## WHAT YOU NEED TO DO
Set down each of the following lines without any change.

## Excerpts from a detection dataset

▼

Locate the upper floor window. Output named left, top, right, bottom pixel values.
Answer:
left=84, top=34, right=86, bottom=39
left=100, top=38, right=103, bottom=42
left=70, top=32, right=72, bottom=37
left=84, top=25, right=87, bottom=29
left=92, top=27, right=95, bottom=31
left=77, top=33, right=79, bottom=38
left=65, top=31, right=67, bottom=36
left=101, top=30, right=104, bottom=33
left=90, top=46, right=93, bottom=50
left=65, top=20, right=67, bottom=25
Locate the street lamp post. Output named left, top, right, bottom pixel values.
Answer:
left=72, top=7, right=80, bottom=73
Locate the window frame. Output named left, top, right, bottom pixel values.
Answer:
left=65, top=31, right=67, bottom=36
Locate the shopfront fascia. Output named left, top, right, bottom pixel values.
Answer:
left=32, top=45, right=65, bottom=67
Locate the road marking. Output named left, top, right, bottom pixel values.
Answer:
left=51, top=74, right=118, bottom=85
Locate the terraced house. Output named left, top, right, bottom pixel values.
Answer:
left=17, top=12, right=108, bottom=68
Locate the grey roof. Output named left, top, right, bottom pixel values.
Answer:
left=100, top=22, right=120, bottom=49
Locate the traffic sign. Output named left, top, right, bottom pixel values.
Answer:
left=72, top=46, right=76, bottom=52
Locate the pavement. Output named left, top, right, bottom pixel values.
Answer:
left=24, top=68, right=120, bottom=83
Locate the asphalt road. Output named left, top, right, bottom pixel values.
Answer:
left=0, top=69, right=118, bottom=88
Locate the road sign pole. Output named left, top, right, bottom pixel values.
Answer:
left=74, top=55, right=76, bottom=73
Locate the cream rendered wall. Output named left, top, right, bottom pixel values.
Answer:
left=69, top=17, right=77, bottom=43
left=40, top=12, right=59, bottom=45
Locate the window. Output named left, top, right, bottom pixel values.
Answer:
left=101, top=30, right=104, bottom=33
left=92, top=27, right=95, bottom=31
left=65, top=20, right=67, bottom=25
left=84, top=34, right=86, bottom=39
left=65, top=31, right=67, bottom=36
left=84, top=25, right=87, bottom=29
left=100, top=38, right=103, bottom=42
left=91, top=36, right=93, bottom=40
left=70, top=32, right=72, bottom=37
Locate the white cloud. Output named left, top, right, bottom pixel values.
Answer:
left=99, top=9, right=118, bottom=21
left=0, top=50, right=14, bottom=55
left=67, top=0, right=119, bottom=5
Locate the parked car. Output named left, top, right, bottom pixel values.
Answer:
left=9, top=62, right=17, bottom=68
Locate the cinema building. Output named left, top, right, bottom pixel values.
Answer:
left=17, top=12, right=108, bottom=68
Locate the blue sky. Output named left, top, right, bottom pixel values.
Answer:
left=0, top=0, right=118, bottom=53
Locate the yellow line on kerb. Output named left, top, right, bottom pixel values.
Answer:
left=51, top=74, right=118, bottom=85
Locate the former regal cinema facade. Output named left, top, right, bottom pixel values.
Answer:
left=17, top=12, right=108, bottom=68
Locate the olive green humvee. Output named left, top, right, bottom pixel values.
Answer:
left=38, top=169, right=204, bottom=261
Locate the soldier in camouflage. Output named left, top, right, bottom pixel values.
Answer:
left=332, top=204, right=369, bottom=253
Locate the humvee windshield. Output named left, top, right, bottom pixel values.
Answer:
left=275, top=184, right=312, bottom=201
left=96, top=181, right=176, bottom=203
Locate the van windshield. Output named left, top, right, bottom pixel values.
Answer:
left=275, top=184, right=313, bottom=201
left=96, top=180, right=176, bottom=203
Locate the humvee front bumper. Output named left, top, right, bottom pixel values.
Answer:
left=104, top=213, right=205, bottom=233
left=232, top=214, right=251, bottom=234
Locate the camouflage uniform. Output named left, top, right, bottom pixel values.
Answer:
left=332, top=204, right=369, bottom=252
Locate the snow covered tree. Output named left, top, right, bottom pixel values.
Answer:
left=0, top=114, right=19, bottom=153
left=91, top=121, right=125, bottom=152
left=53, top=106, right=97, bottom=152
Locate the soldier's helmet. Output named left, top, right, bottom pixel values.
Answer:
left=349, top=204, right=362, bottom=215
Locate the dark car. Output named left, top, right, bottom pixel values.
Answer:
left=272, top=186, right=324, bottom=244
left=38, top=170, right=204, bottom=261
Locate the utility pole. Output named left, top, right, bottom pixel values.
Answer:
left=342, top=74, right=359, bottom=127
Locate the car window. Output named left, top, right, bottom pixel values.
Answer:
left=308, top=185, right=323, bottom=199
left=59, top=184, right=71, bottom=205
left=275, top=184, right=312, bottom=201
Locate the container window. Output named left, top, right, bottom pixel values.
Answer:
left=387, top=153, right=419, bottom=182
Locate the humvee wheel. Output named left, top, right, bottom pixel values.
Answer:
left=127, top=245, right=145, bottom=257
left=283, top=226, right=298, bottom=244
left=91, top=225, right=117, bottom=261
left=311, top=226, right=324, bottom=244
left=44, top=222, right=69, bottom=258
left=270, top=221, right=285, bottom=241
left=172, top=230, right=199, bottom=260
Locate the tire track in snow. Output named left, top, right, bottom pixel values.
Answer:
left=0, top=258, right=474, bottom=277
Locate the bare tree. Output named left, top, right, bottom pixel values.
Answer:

▲

## THE OUTPUT
Locate the upper floor window. Output named left, top, right, bottom pixel values.
Answer:
left=84, top=34, right=86, bottom=39
left=100, top=38, right=103, bottom=42
left=70, top=32, right=72, bottom=37
left=84, top=25, right=87, bottom=29
left=92, top=27, right=95, bottom=31
left=77, top=33, right=79, bottom=38
left=65, top=31, right=67, bottom=36
left=101, top=30, right=104, bottom=33
left=90, top=46, right=93, bottom=50
left=65, top=20, right=67, bottom=25
Locate the street lamp post. Output named left, top, right, bottom pixel values.
Answer:
left=72, top=7, right=80, bottom=73
Locate the window frame. Output named left, top, right, bottom pixel values.
Answer:
left=65, top=31, right=67, bottom=36
Locate the shopfront fascia. Output named left, top, right, bottom pixel values.
Answer:
left=32, top=45, right=65, bottom=67
Locate the road marking. Output named left, top, right, bottom pixel values.
Answer:
left=51, top=74, right=118, bottom=85
Locate the terraced house. Output named left, top, right, bottom pixel values.
Answer:
left=17, top=12, right=108, bottom=68
Locate the grey roof. Output named left, top, right, bottom pixel values.
Answer:
left=100, top=22, right=120, bottom=49
Locate the traffic sign. Output named left, top, right, bottom pixel values.
Answer:
left=72, top=46, right=76, bottom=52
Locate the pavement. Output named left, top, right, bottom pixel values.
Answer:
left=24, top=68, right=120, bottom=83
Locate the asphalt road. Output named left, top, right, bottom pixel values.
Answer:
left=0, top=69, right=118, bottom=88
Locate the road sign pole. Output named left, top, right, bottom pixel values.
Answer:
left=74, top=55, right=76, bottom=73
Locate the cream rendered wall. Output named left, top, right, bottom pixel values.
Answer:
left=69, top=17, right=77, bottom=43
left=40, top=12, right=59, bottom=45
Locate the window. Output named left, top, right, bottom pixel values.
Answer:
left=101, top=30, right=104, bottom=33
left=92, top=27, right=95, bottom=31
left=65, top=20, right=67, bottom=25
left=84, top=34, right=86, bottom=39
left=65, top=31, right=67, bottom=36
left=84, top=25, right=87, bottom=29
left=100, top=38, right=103, bottom=42
left=91, top=36, right=93, bottom=40
left=70, top=32, right=72, bottom=37
Locate the white cloud. Output named left, top, right, bottom pixel values.
Answer:
left=99, top=9, right=118, bottom=21
left=0, top=50, right=14, bottom=55
left=67, top=0, right=119, bottom=5
Locate the parked car. Output named left, top, right, bottom pixel values.
Answer:
left=9, top=62, right=17, bottom=68
Locate the cinema building. Output named left, top, right, bottom pixel values.
Answer:
left=17, top=12, right=108, bottom=68
Locate the blue sky. Output named left, top, right, bottom pixel values.
Answer:
left=0, top=0, right=118, bottom=53
Locate the yellow line on kerb. Output named left, top, right, bottom pixel values.
Answer:
left=51, top=74, right=118, bottom=85
Locate the former regal cinema facade. Output named left, top, right, bottom pixel values.
Answer:
left=17, top=12, right=108, bottom=68
Locate the olive green humvee. Output named left, top, right, bottom pixel values.
Answer:
left=38, top=169, right=204, bottom=261
Locate the soldier in camouflage. Output named left, top, right, bottom pixel values.
Answer:
left=332, top=204, right=369, bottom=253
Locate the humvee windshield. Output named left, top, right, bottom pixel values.
Answer:
left=275, top=184, right=312, bottom=201
left=96, top=181, right=176, bottom=203
Locate the van windshield. Output named left, top, right, bottom pixel values.
Answer:
left=275, top=184, right=313, bottom=201
left=96, top=180, right=176, bottom=203
Locate the humvee front bumper. Output named left, top, right, bottom pixel values.
Answer:
left=104, top=213, right=205, bottom=233
left=232, top=214, right=251, bottom=234
Locate the camouflage uniform. Output named left, top, right, bottom pixel values.
Answer:
left=332, top=204, right=369, bottom=252
Locate the snow covered tree. Output named left, top, right, bottom pixel values.
Answer:
left=0, top=114, right=19, bottom=153
left=91, top=121, right=125, bottom=152
left=53, top=106, right=97, bottom=152
Locate the soldier's helmet. Output named left, top, right, bottom pixel values.
Answer:
left=349, top=204, right=362, bottom=215
Locate the dark car. Output named left, top, right, bottom pixel values.
Answer:
left=272, top=186, right=324, bottom=244
left=38, top=170, right=204, bottom=261
Locate the utility pole. Output named left, top, right, bottom pixel values.
Answer:
left=342, top=74, right=359, bottom=127
Locate the car window. Output named left, top, right, bottom pixel values.
Answer:
left=308, top=185, right=323, bottom=199
left=59, top=184, right=71, bottom=205
left=275, top=184, right=312, bottom=201
Locate the container window. Output named left, top, right, bottom pixel values.
Answer:
left=387, top=153, right=419, bottom=182
Locate the humvee wheel. Output named left, top, right, bottom pixel values.
Answer:
left=127, top=245, right=145, bottom=257
left=283, top=226, right=298, bottom=244
left=91, top=225, right=117, bottom=261
left=311, top=226, right=324, bottom=244
left=44, top=222, right=69, bottom=258
left=270, top=221, right=285, bottom=241
left=172, top=230, right=199, bottom=260
Locate the tire track in snow. Output named left, top, right, bottom pixel values.
Answer:
left=0, top=258, right=474, bottom=277
Locate the bare tree. Output named left, top, right, bottom pixel values.
Answer:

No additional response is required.